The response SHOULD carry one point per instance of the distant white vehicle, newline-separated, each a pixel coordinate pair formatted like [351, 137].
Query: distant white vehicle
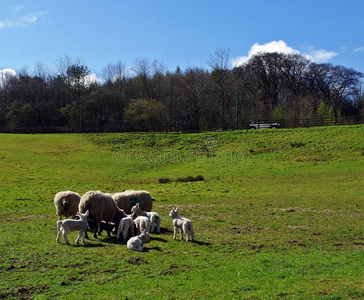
[259, 124]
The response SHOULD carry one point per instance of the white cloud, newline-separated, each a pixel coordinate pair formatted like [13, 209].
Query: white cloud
[274, 46]
[320, 55]
[91, 78]
[5, 75]
[359, 49]
[280, 46]
[23, 21]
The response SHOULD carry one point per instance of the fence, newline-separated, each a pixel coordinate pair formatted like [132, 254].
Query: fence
[289, 123]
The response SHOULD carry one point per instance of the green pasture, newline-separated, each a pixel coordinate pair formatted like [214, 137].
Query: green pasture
[278, 215]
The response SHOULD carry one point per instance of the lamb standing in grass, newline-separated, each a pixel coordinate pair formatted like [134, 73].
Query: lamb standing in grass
[66, 204]
[142, 223]
[184, 224]
[127, 199]
[124, 226]
[63, 227]
[136, 242]
[155, 219]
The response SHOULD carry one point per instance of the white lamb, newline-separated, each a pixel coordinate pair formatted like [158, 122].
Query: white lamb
[65, 226]
[155, 219]
[142, 223]
[184, 224]
[136, 242]
[124, 226]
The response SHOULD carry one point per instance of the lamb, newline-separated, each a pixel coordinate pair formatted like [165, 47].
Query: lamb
[101, 208]
[63, 227]
[124, 226]
[136, 242]
[66, 204]
[184, 224]
[142, 223]
[127, 199]
[155, 219]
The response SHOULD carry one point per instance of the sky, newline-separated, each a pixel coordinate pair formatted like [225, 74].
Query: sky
[177, 33]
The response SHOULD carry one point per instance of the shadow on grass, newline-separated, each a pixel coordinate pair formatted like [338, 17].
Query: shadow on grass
[89, 245]
[201, 243]
[151, 249]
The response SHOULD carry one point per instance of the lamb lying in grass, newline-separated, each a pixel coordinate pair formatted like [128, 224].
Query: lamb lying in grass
[155, 219]
[65, 226]
[124, 226]
[136, 243]
[184, 224]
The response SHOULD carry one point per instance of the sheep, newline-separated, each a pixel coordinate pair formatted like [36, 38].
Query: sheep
[127, 199]
[63, 227]
[184, 224]
[124, 226]
[101, 208]
[142, 222]
[66, 204]
[155, 219]
[136, 242]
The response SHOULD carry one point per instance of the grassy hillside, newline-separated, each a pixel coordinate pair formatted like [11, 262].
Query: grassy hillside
[279, 214]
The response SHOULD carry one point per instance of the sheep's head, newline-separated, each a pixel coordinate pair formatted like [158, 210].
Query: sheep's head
[83, 216]
[174, 212]
[134, 208]
[146, 236]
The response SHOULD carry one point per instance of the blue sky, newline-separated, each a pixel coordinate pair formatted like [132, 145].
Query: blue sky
[177, 33]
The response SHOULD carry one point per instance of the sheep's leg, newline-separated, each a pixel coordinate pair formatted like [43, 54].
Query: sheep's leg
[64, 233]
[174, 232]
[78, 237]
[119, 233]
[83, 237]
[58, 234]
[158, 223]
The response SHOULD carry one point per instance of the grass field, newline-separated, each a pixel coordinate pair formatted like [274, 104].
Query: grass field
[278, 215]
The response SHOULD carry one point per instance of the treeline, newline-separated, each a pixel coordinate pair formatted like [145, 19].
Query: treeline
[270, 86]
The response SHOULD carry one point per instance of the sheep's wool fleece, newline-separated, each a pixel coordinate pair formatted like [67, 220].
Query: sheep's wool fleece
[127, 199]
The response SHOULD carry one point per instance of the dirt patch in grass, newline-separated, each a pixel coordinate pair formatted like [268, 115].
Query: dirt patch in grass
[297, 209]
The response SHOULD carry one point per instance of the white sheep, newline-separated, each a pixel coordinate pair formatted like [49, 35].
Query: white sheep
[136, 242]
[102, 208]
[155, 219]
[184, 224]
[127, 199]
[66, 204]
[124, 226]
[142, 223]
[65, 226]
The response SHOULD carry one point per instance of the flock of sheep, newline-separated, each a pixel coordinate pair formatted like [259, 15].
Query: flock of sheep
[119, 212]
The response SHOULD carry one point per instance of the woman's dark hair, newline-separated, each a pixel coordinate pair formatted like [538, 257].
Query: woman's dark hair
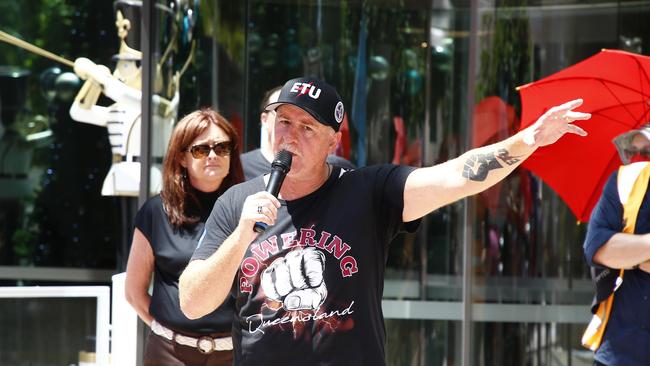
[176, 184]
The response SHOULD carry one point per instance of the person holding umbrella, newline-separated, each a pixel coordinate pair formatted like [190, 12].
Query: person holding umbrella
[617, 247]
[308, 289]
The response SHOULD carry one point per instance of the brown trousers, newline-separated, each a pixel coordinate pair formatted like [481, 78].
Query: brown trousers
[162, 352]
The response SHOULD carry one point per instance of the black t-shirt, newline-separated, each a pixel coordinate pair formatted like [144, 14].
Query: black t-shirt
[255, 164]
[309, 289]
[172, 249]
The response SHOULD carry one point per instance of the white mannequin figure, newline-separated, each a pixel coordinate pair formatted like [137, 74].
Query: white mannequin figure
[122, 119]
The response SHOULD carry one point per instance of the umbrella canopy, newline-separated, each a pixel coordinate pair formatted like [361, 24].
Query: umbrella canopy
[615, 88]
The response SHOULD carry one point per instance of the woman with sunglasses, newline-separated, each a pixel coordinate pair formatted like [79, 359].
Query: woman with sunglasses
[202, 161]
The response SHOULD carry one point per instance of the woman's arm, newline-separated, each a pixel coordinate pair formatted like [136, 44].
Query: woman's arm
[138, 275]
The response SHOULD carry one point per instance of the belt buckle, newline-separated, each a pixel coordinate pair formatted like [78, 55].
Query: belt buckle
[205, 345]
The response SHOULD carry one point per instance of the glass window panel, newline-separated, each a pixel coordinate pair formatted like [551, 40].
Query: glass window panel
[51, 166]
[47, 331]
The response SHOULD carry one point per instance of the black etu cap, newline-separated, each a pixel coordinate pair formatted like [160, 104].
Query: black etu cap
[315, 97]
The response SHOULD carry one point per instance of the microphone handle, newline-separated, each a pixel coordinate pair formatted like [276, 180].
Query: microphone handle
[273, 187]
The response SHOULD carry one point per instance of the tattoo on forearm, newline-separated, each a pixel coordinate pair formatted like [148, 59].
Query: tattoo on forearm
[478, 166]
[504, 155]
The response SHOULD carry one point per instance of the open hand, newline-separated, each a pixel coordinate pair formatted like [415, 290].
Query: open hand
[555, 123]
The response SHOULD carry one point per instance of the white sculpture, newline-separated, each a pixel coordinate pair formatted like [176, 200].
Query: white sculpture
[122, 119]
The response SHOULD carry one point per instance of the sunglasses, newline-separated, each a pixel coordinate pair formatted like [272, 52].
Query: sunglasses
[223, 148]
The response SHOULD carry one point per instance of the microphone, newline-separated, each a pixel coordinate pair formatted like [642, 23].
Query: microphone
[279, 169]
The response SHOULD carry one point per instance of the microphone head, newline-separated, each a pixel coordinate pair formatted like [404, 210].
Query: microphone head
[282, 161]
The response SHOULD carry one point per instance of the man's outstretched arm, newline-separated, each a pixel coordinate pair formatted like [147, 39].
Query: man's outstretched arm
[476, 170]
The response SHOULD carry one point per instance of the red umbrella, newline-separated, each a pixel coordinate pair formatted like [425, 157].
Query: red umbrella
[615, 88]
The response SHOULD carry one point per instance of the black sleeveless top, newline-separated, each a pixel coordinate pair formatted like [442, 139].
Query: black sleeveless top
[172, 248]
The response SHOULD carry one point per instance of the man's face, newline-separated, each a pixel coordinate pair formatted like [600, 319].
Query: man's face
[639, 149]
[308, 140]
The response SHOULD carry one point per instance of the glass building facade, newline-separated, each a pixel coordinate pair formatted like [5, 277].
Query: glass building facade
[495, 279]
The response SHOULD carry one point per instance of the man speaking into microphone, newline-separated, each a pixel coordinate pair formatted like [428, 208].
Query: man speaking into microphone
[308, 289]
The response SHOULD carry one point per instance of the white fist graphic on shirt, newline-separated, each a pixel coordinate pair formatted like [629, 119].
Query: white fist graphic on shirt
[297, 280]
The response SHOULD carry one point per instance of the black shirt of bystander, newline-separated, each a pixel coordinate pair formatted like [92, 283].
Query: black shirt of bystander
[172, 248]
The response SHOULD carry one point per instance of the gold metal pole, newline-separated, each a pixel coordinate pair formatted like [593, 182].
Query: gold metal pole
[30, 47]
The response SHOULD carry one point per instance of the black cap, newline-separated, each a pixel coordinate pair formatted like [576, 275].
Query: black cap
[315, 97]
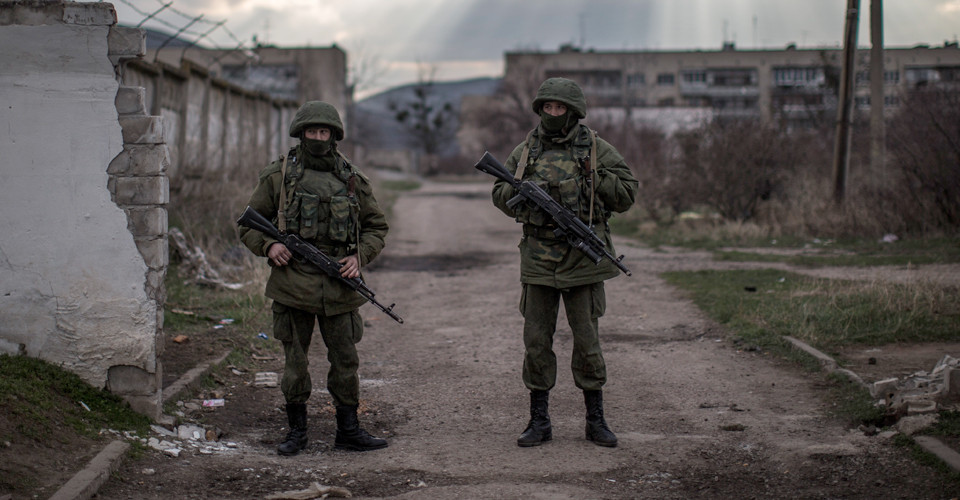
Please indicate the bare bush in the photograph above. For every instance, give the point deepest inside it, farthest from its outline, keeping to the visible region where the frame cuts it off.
(732, 166)
(924, 150)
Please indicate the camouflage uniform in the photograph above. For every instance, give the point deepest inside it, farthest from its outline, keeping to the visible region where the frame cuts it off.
(330, 204)
(550, 269)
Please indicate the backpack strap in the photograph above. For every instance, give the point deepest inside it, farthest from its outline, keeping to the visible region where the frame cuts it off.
(281, 215)
(524, 156)
(590, 172)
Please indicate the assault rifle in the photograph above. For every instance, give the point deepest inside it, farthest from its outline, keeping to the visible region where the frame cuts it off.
(252, 219)
(569, 226)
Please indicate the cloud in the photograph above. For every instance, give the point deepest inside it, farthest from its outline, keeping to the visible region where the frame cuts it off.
(949, 6)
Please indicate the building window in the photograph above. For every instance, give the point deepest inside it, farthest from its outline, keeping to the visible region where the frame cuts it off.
(636, 80)
(734, 78)
(665, 79)
(793, 76)
(695, 77)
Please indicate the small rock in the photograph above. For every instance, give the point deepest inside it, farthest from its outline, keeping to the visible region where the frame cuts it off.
(915, 423)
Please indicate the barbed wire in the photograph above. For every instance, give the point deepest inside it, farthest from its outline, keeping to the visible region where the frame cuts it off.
(182, 31)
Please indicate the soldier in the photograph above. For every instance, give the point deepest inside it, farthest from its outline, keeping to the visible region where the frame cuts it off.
(587, 175)
(315, 192)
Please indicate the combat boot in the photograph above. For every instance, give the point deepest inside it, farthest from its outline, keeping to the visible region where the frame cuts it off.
(596, 428)
(296, 439)
(538, 430)
(349, 434)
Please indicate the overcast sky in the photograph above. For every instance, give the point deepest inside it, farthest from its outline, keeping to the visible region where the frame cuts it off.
(467, 38)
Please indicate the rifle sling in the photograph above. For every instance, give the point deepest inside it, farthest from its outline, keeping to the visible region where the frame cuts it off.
(281, 215)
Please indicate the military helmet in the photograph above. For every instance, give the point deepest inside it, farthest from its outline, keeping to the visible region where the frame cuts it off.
(561, 90)
(317, 114)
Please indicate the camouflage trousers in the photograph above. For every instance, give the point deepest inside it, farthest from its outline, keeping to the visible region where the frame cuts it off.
(584, 305)
(294, 328)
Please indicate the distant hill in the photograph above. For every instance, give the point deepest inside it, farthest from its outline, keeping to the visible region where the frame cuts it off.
(379, 127)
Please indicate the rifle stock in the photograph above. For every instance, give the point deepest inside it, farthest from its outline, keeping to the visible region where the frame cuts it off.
(576, 232)
(252, 219)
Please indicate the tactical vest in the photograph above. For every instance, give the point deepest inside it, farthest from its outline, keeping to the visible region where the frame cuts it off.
(566, 174)
(322, 207)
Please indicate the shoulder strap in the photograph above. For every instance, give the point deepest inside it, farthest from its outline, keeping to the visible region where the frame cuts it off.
(522, 164)
(281, 215)
(590, 172)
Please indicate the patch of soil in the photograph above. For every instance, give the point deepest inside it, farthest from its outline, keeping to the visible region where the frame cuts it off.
(696, 417)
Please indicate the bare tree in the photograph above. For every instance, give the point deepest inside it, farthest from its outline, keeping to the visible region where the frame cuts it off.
(429, 121)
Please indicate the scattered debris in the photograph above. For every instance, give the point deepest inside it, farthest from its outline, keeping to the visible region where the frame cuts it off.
(915, 423)
(922, 392)
(266, 379)
(733, 428)
(316, 490)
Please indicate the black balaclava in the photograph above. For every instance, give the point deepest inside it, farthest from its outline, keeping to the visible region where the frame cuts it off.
(318, 155)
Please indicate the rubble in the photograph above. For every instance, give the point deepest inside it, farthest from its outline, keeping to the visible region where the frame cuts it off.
(266, 379)
(922, 392)
(316, 490)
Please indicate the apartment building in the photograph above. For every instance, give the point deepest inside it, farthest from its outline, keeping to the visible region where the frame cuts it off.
(790, 83)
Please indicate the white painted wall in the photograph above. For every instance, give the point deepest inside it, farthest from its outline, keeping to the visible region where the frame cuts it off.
(71, 277)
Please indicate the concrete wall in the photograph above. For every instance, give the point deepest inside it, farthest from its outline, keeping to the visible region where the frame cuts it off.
(83, 196)
(215, 130)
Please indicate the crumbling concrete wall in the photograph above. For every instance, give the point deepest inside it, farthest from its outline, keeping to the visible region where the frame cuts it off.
(83, 195)
(215, 130)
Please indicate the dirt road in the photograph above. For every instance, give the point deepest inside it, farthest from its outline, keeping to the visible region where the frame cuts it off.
(695, 417)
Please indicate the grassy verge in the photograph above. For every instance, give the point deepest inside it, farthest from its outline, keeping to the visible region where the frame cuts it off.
(42, 399)
(856, 253)
(760, 307)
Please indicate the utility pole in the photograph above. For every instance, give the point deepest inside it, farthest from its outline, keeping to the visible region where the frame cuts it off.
(841, 150)
(877, 104)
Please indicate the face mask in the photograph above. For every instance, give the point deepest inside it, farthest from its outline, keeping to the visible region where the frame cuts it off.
(317, 148)
(553, 123)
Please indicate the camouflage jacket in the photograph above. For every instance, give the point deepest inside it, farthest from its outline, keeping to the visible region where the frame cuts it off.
(322, 211)
(544, 259)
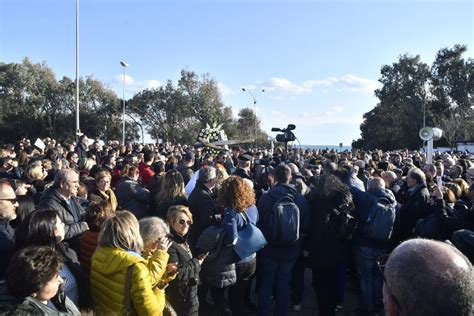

## What the exercise asks
Count the lines in the material above that contain the string "metal", and reply with that number alone.

## Written response
2